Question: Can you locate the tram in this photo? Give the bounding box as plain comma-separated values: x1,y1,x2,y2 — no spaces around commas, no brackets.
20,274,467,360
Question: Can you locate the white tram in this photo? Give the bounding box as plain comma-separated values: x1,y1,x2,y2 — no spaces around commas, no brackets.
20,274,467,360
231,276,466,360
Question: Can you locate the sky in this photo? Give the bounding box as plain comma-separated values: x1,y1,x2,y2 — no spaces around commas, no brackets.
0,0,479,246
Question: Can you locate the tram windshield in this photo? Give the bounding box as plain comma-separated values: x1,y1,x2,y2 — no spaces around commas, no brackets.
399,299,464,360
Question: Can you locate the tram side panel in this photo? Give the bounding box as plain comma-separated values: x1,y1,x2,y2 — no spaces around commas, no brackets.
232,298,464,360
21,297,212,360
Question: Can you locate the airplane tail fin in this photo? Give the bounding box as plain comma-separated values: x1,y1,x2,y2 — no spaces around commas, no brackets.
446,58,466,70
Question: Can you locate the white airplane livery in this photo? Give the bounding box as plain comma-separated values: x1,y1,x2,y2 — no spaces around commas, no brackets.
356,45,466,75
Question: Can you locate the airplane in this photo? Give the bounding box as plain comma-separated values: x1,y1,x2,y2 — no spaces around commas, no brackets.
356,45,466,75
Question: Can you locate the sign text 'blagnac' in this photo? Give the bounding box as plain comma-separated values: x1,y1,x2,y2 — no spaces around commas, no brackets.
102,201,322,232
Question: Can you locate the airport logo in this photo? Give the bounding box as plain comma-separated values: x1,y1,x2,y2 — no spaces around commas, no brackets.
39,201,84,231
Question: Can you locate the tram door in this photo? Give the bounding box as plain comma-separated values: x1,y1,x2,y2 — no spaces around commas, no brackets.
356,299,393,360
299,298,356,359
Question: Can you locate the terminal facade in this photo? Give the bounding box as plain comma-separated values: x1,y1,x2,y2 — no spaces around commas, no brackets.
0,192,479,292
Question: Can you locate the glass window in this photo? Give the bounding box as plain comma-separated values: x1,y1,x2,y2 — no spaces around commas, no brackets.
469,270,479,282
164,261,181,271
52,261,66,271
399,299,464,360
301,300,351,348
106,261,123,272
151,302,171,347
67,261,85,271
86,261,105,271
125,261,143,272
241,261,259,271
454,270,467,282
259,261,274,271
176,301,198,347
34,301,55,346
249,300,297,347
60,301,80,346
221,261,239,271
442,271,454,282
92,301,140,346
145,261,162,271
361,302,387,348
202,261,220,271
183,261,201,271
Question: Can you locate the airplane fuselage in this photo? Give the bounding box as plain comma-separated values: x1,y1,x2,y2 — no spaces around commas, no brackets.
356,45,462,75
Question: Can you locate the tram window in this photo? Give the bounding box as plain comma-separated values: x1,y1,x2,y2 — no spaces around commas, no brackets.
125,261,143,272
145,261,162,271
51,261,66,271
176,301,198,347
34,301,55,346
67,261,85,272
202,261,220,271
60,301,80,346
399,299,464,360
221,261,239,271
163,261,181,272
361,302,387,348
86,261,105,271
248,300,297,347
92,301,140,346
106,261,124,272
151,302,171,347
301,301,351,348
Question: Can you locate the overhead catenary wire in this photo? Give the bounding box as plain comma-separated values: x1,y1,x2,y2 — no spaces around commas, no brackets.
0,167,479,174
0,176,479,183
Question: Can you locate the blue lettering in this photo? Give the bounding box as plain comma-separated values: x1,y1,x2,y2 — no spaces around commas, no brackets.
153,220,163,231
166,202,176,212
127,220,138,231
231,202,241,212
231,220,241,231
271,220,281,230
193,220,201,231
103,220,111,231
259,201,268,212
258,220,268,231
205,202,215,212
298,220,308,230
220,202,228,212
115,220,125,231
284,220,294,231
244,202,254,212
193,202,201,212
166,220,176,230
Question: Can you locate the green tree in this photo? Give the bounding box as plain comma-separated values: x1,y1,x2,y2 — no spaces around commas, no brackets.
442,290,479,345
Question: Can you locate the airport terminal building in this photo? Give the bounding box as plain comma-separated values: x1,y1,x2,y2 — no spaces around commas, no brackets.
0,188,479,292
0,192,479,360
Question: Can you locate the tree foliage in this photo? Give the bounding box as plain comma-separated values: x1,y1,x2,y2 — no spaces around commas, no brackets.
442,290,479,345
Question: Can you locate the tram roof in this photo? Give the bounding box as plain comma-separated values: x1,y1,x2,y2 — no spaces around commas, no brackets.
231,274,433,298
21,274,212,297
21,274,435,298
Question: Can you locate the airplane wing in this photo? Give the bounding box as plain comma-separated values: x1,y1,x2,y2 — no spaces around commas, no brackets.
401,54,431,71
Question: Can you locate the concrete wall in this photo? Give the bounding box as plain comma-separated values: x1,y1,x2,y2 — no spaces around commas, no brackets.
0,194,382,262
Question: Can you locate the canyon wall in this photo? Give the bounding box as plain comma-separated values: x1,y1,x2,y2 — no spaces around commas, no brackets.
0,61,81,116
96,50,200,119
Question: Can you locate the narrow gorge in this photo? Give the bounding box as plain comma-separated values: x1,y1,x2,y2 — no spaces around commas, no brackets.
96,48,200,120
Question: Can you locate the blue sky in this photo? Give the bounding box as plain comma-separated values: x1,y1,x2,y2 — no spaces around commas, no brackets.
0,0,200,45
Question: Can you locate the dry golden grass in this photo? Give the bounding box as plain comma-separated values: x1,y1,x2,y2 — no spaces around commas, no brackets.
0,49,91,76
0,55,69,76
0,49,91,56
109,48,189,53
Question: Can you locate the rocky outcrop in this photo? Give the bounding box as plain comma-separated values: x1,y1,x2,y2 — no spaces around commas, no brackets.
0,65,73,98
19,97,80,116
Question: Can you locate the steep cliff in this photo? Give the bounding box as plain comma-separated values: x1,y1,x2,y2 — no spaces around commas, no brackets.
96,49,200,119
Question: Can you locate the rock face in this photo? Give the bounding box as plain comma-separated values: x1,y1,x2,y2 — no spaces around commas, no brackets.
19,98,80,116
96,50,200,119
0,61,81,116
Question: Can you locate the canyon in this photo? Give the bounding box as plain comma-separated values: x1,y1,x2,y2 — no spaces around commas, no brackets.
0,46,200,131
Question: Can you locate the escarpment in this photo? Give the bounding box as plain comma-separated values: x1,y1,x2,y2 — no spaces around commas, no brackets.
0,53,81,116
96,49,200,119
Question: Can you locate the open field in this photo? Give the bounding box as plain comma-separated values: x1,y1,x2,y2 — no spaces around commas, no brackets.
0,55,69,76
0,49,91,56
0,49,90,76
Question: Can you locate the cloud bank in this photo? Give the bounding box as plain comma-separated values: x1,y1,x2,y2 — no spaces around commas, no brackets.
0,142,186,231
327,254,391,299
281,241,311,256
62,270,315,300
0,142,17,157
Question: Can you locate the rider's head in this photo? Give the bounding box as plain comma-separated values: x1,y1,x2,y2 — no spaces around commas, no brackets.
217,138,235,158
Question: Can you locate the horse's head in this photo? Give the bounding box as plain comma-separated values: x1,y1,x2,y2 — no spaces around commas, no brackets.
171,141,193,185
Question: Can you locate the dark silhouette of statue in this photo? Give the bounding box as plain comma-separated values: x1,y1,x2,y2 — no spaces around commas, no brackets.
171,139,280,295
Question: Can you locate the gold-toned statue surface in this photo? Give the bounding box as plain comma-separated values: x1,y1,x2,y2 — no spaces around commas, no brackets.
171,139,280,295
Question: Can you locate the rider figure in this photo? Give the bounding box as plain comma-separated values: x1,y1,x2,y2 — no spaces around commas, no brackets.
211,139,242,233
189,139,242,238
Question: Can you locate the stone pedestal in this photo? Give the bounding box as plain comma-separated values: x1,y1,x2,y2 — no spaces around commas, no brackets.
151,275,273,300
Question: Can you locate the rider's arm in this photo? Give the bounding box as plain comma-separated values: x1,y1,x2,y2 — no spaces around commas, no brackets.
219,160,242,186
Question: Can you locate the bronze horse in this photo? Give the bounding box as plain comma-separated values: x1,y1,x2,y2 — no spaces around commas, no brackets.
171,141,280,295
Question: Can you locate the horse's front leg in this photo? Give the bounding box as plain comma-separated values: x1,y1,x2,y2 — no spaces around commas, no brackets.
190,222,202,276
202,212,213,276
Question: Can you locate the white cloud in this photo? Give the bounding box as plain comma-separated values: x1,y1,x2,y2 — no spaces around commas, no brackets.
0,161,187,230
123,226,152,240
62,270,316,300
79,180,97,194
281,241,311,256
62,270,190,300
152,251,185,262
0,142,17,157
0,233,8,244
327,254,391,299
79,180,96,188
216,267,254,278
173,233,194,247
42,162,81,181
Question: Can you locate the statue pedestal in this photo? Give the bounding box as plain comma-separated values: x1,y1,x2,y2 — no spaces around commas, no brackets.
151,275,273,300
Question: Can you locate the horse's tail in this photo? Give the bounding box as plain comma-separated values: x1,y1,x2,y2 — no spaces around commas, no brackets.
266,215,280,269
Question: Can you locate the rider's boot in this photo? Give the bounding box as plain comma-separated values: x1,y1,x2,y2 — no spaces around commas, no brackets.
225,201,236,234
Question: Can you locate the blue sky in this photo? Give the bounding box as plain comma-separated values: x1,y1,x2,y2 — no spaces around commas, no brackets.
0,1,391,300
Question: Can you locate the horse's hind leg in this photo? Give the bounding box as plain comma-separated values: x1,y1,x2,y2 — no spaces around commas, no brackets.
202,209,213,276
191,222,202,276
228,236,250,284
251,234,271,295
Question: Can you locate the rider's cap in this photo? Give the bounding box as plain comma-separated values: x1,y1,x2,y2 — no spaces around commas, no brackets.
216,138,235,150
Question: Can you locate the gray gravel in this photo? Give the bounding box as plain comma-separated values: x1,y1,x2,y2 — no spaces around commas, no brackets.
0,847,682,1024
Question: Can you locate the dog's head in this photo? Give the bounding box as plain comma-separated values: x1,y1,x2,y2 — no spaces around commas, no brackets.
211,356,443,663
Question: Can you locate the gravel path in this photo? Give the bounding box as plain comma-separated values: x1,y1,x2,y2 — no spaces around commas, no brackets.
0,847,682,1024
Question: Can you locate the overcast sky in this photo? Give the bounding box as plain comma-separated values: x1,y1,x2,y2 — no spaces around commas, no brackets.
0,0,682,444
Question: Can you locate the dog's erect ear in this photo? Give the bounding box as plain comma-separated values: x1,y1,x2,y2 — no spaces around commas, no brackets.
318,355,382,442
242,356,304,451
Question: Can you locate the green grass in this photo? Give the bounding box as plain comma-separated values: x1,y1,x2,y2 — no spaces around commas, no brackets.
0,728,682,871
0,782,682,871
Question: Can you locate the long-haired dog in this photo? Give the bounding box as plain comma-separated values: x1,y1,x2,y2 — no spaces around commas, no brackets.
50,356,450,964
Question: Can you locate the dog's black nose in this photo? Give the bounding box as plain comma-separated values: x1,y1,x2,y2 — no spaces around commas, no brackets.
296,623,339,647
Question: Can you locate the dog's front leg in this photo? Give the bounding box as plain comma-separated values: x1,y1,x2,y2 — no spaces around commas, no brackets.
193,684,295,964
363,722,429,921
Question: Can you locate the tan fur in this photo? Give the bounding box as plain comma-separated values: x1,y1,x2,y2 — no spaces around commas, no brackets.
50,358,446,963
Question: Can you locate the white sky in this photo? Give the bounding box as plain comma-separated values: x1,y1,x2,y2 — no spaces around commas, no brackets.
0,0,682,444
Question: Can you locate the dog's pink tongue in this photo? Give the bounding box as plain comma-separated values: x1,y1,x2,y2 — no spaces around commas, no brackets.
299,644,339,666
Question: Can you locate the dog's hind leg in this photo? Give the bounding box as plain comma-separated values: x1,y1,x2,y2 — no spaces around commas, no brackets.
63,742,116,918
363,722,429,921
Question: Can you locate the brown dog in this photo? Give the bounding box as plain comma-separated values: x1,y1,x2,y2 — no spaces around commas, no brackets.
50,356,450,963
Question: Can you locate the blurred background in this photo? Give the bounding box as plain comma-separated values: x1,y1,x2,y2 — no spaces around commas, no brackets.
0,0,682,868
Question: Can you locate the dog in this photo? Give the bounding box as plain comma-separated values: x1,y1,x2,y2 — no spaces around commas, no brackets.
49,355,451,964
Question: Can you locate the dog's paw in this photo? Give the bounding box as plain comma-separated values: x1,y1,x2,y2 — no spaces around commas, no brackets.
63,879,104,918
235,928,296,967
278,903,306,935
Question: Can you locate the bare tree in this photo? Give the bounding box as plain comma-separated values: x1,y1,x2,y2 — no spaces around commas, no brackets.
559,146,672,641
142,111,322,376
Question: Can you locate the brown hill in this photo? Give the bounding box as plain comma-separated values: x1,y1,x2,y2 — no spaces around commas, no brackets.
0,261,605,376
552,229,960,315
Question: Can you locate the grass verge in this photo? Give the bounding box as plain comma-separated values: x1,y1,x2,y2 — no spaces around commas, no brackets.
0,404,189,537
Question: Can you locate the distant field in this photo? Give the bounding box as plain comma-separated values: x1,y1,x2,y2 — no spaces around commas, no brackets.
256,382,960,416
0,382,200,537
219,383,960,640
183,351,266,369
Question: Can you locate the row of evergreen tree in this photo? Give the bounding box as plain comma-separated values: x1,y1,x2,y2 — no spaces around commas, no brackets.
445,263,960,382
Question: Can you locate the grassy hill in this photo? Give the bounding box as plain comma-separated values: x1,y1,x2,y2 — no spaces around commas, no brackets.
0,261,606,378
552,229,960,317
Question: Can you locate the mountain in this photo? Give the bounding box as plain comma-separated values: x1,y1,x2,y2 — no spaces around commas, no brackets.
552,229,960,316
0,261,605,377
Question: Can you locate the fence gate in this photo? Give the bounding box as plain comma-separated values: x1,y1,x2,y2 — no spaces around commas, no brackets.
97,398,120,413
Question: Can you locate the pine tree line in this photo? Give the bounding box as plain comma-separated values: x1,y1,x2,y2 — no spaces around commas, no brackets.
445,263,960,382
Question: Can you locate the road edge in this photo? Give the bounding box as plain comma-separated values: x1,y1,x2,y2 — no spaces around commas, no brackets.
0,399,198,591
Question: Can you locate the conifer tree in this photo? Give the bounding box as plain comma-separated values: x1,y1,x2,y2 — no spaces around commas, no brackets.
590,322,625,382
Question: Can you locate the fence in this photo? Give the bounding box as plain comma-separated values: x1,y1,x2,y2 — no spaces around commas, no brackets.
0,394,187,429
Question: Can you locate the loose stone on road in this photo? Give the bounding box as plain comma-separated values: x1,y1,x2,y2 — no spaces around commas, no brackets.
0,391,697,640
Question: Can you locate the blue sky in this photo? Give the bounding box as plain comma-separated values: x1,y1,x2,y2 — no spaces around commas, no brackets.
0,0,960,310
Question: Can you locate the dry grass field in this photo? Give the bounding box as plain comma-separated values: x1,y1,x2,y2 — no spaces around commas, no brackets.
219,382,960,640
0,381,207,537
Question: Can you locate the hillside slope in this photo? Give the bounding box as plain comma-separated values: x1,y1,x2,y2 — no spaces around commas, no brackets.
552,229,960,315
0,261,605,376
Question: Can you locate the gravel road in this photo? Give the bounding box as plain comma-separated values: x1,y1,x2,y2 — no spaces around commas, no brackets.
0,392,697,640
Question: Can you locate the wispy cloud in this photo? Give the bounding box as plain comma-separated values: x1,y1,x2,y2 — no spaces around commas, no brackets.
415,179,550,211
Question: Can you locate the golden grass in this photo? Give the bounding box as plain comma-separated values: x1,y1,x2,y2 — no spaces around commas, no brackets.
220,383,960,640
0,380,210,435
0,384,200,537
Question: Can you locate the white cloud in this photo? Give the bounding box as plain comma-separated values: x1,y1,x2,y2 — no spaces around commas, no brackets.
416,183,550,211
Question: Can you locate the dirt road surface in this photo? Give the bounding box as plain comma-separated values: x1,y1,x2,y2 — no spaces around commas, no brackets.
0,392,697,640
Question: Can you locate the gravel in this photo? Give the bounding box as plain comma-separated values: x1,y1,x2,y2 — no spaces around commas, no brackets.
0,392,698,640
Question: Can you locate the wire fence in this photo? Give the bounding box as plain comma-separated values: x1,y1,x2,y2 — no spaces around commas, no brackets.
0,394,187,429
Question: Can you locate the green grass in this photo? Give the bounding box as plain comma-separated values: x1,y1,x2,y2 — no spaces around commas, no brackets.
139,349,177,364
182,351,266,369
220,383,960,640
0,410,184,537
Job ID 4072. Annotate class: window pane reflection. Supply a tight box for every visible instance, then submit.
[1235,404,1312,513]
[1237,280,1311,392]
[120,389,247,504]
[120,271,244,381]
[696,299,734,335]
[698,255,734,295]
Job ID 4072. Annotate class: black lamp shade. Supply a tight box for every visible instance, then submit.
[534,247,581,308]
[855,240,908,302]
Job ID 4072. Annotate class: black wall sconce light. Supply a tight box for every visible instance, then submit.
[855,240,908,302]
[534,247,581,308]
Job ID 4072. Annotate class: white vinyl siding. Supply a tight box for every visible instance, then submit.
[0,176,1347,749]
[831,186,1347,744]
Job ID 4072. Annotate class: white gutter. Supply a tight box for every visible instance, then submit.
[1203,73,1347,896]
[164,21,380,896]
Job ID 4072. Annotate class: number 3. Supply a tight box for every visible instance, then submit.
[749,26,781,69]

### Problem to solve:
Give every line of the material as a JSON list of strings, starting with the line that contains "Question: Can you locate the gravel in" and going on through the last line, with one string per line and blank lines left out.

### Output of the exercise:
[
  "Question: Can you locate the gravel in this photo? Give the bounding box as plain comma-separated values: x1,y1,x2,y2 — no spaces around commas, no brackets.",
  "0,392,698,640",
  "Question: Can you locate the wire fence in this photo? Give the bounding box as plain comma-separated values: x1,y1,x2,y2 — no spaces around commas, no brackets.",
  "0,394,187,429",
  "Question: Can you locate the green grass in this photo? Give the bounding box as plain comma-separated values: x1,y1,x2,y2 — no spaces around commas, no brackets.",
  "139,349,177,364",
  "182,351,266,369",
  "220,383,960,640",
  "0,410,184,537",
  "Job ID 4072. Annotate class: window pane reflection. Supply a tight box for every visible instance, then submit.",
  "[1235,404,1312,513]",
  "[1237,280,1311,392]",
  "[120,389,247,504]",
  "[120,271,244,381]",
  "[696,299,734,335]",
  "[698,255,734,295]",
  "Job ID 4072. Annotate class: black lamp shade. Supply a tight box for every visible instance, then submit.",
  "[534,247,581,308]",
  "[855,240,908,302]",
  "Job ID 4072. Annotate class: black wall sconce light. Supply a tight box for every visible instance, then submit.",
  "[855,240,908,302]",
  "[534,247,581,308]",
  "Job ID 4072. Annotate class: white vinyl siding. Supply a tight box for every visible instance, then submit.",
  "[0,176,1347,749]",
  "[831,186,1347,744]",
  "Job ID 4072. Annotate class: white gutter. Supply a tight box for every visible instance, then submit.",
  "[1203,73,1347,896]",
  "[164,21,380,896]",
  "Job ID 4072. Annotate class: number 3. Supply a tight box for every visible instance, then submit.",
  "[749,26,781,69]"
]